# EXERCÍCIOS
A – Atualize o trecho do texto sobre os médicos voluntários em Atenas que vai de "Há uma preocupação" até "não é grave.", trocando "manifestantes" por "ativistas".
B – No texto sobre os médicos voluntários em Atenas, o que os médicos pedem logo depois de intervir na briga da Praça Syntagma?

Roberto Almeida/Opera Mundi
Médicos e enfermeiros na Praça Syntagma. O sistema de primeiros-socorros dos médicos voluntários sobrevive de doações
Na mesa de metal há gaze, esparadrapos e máscaras de gás. Sim, sem máscaras de gás o trabalho dos homens de vermelho fica impossível. Normalmente, um nevoeiro artificial, produzido pela polícia grega à base de gás lacrimogêneo, fecha gargantas, irrita narinas e arranca lágrimas de manifestantes.
“Sem falar que nunca se sabe que tipo de química tem nessas bombas”, disse um dos voluntários a Opera Mundi, alertando para uma possível onda de câncer no futuro.
É início de novembro e são quatro da tarde. O sol brilha forte em Atenas. A temperatura está acima dos 30 graus e os ânimos, mesmo com os frapês gelados, entram em ebulição. Uma briga na Praça Syntagma leva à gritaria. Um homem é chutado no chão. Os médicos voluntários intervêm (assista ao video) e pedem, em seguida, que a vítima não seja filmada.
Há uma preocupação grande com a imagem dos protestos em Atenas. Para muitos manifestantes, é triste que apenas os confrontos com a polícia cheguem ao noticiário internacional – do qual eles se consideram tão dependentes para combater a narrativa da austeridade. O caso não é grave.

[Registros de origem]

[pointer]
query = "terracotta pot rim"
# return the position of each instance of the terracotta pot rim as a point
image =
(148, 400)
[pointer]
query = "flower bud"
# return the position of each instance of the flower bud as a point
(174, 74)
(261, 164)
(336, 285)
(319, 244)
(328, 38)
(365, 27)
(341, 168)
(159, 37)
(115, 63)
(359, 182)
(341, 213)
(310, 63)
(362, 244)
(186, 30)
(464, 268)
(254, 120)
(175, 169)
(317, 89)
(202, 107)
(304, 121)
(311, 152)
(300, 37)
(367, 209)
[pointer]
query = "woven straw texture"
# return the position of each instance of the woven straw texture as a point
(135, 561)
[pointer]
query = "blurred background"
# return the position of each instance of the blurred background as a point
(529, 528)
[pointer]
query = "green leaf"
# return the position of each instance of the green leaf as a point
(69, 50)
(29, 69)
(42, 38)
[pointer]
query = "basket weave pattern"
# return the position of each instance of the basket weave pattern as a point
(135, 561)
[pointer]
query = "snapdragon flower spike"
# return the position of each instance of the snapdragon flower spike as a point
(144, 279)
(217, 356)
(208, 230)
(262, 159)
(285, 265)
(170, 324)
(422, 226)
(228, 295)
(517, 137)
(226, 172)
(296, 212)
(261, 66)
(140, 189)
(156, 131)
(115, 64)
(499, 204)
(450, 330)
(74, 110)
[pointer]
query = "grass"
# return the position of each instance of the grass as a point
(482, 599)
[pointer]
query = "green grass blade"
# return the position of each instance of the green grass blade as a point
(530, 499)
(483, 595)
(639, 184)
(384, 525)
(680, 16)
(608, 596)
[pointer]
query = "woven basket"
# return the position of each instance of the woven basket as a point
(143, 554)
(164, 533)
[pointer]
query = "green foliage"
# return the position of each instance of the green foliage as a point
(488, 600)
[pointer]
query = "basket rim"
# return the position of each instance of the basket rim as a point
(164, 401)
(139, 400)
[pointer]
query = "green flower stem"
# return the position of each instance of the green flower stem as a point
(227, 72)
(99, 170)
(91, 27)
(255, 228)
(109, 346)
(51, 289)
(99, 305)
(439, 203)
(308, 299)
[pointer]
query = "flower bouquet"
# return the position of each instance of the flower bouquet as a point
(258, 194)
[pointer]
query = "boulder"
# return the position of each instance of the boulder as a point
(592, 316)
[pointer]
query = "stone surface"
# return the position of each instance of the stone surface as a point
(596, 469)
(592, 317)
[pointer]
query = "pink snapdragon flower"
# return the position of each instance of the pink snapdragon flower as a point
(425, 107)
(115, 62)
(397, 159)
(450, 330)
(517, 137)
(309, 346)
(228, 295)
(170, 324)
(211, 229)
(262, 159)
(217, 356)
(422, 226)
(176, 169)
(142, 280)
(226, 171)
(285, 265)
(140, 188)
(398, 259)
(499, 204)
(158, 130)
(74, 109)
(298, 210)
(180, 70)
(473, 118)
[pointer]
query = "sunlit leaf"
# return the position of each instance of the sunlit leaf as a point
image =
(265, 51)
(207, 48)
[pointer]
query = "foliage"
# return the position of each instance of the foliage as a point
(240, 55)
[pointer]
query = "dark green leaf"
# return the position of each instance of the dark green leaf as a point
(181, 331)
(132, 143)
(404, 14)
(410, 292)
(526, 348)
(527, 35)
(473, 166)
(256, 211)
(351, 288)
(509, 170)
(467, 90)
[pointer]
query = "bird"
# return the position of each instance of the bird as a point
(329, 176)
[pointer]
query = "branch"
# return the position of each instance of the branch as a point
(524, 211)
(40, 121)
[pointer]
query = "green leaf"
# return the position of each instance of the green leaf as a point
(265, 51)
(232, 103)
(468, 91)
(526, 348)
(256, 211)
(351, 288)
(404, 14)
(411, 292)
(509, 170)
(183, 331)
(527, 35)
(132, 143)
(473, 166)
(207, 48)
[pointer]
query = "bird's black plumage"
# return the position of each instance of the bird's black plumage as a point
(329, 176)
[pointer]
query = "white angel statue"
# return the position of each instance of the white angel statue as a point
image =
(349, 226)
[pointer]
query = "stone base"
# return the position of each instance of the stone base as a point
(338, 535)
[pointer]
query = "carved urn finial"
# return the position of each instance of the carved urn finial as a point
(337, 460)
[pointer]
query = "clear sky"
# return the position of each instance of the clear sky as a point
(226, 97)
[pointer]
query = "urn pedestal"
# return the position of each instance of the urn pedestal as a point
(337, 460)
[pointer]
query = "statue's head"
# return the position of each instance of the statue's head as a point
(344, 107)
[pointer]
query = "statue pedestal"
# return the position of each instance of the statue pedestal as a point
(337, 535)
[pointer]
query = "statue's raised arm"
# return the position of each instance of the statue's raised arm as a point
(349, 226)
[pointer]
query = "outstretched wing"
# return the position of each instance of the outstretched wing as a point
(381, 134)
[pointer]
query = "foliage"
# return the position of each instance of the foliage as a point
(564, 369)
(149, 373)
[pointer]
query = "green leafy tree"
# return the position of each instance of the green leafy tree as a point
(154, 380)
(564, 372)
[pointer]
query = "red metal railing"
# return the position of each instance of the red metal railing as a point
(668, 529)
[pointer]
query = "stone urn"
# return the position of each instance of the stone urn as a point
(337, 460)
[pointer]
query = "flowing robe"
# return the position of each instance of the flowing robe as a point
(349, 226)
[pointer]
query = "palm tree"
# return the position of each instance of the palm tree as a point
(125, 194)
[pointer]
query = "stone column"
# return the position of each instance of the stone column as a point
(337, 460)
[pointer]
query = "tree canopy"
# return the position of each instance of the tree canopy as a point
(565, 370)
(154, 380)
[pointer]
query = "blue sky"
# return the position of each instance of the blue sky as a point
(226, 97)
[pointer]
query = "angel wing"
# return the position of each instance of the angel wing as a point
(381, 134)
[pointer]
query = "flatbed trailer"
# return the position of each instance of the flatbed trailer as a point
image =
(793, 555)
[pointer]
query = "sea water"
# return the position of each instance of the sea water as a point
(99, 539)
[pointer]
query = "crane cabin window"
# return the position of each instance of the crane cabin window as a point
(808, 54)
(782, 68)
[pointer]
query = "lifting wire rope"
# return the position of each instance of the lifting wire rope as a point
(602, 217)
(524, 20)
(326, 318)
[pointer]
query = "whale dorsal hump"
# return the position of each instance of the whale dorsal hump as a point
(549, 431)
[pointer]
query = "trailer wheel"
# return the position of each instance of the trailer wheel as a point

# RESPOSTAS POR TAREFA
A –
Há uma preocupação grande com a imagem dos protestos em Atenas. Para muitos ativistas, é triste que apenas os confrontos com a polícia cheguem ao noticiário internacional – do qual eles se consideram tão dependentes para combater a narrativa da austeridade. O caso não é grave.

B – Pedem que a vítima não seja filmada.